Page extract:
2007 Acura RDX Expert Review:New Car Test Drive
New Car Test Drive
The sports car of crossover SUVs.
A new term seems to have settled for vehicles like this: CUV. Crossover Utility Vehicle, not simply 'crossover vehicle,' which has been used for a while. Meaning, basically, an SUV with unibody construction, like a car: the chassis, floorpan and body are all one piece, which adds rigidity to the structure, saves weight and rides softer, but isn't as rugged as a body-on-frame vehicle, like a pickup truck or an SUV built on a pickup truck platform. Fine. But who can tell?
Acura calls the all-new 2007 RDX a CUV. Here's the irony: it earns the name because it's sportier than a Sport Utility Vehicle. Sporty driving is what this CUV-formerly-known-as-SUV is all about. The RDX most resembles the BMW X3, which BMW separates from the SUV crowd by calling an SAV: Sport Activity Vehicle. Got it?
What makes the RDX different is that it uses a turbocharged four-cylinder engine to make its hearty 240 horsepower, rather than Honda's smooth V6. Because the RDX is built on the small Honda CR-V platform, there wasn't room under its hood for the V6. This is the first turbocharged engine that Acura has produced. It's 2.3 liters, and comes out of the Acura TSX, with many changes making a completely different powerband.

Extracted data:
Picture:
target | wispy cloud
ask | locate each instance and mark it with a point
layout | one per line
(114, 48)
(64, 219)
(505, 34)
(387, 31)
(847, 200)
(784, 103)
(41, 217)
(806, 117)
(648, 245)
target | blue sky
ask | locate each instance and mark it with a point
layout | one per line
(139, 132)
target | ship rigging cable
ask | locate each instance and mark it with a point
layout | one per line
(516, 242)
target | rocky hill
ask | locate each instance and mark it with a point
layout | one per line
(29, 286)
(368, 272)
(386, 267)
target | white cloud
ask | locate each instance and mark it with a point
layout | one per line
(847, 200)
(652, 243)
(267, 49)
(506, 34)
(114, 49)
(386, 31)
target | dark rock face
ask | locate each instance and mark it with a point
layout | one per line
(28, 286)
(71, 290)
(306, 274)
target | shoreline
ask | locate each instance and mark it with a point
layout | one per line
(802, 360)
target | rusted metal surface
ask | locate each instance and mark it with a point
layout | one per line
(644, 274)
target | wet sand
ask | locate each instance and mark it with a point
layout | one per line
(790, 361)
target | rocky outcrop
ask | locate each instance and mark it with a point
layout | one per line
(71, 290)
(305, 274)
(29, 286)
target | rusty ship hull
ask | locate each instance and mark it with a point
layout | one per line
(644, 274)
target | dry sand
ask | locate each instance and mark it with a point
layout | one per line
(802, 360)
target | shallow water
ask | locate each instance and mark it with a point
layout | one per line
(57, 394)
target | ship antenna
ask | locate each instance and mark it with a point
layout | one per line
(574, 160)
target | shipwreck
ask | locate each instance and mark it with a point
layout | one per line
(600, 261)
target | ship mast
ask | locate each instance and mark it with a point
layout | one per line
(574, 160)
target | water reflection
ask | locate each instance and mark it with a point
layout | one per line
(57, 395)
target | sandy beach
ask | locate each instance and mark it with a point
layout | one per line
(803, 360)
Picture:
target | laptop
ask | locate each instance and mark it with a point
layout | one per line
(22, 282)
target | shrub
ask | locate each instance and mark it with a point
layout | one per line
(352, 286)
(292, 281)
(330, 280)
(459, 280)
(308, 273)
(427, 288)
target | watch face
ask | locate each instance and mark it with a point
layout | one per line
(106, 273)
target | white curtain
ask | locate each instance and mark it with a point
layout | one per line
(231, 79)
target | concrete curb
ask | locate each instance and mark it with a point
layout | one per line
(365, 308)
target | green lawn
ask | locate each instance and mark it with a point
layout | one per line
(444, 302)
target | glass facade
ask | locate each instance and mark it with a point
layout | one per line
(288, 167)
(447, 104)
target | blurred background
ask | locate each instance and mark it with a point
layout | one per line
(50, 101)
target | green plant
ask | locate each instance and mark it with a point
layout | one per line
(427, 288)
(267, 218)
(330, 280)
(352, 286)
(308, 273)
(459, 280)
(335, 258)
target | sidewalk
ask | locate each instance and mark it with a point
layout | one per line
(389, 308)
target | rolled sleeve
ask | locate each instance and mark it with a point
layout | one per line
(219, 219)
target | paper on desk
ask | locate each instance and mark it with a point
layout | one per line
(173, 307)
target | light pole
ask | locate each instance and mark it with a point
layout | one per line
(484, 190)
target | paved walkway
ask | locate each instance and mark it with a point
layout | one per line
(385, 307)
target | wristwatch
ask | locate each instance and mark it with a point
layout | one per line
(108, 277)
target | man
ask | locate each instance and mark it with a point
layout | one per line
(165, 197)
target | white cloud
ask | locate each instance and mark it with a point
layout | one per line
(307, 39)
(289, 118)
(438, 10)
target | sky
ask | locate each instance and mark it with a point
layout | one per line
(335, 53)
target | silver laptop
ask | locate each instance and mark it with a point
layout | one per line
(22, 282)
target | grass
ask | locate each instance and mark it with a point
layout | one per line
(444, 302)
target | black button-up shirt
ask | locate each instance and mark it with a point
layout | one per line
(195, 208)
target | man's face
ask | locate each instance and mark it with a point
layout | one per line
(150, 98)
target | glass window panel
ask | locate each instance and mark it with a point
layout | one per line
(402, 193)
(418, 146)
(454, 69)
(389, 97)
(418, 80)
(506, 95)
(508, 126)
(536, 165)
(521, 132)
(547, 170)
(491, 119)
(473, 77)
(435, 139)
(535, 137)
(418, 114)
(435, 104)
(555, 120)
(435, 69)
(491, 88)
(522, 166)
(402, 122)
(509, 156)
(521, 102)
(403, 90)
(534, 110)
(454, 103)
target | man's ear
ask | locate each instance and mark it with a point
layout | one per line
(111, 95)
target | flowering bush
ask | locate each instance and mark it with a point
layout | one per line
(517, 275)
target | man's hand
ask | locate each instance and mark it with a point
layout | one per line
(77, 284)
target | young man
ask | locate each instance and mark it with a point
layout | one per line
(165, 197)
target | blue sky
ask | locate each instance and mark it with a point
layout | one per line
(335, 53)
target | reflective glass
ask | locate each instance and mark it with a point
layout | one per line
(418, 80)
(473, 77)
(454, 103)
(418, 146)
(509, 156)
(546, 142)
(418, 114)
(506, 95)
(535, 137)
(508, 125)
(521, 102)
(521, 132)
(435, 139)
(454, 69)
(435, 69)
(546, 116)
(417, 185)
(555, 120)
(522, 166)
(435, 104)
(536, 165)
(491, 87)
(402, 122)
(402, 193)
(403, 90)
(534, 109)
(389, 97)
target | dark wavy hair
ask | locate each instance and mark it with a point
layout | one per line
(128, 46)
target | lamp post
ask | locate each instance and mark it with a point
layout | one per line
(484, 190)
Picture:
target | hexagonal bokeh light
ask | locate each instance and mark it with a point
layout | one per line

Set exercise 1: Quote the RDX review word for word, starting with "Acura calls the" and going on through "completely different powerband.".
Set exercise 2:
Using the RDX review, answer these:
(a) What does the abbreviation CUV stand for?
(b) What term does BMW use for the X3?
(c) On which platform is the RDX built?

Task response 1:
Acura calls the all-new 2007 RDX a CUV. Here's the irony: it earns the name because it's sportier than a Sport Utility Vehicle. Sporty driving is what this CUV-formerly-known-as-SUV is all about. The RDX most resembles the BMW X3, which BMW separates from the SUV crowd by calling an SAV: Sport Activity Vehicle. Got it?
What makes the RDX different is that it uses a turbocharged four-cylinder engine to make its hearty 240 horsepower, rather than Honda's smooth V6. Because the RDX is built on the small Honda CR-V platform, there wasn't room under its hood for the V6. This is the first turbocharged engine that Acura has produced. It's 2.3 liters, and comes out of the Acura TSX, with many changes making a completely different powerband.

Task response 2:
(a) Crossover Utility Vehicle
(b) SAV, Sport Activity Vehicle
(c) The small Honda CR-V platform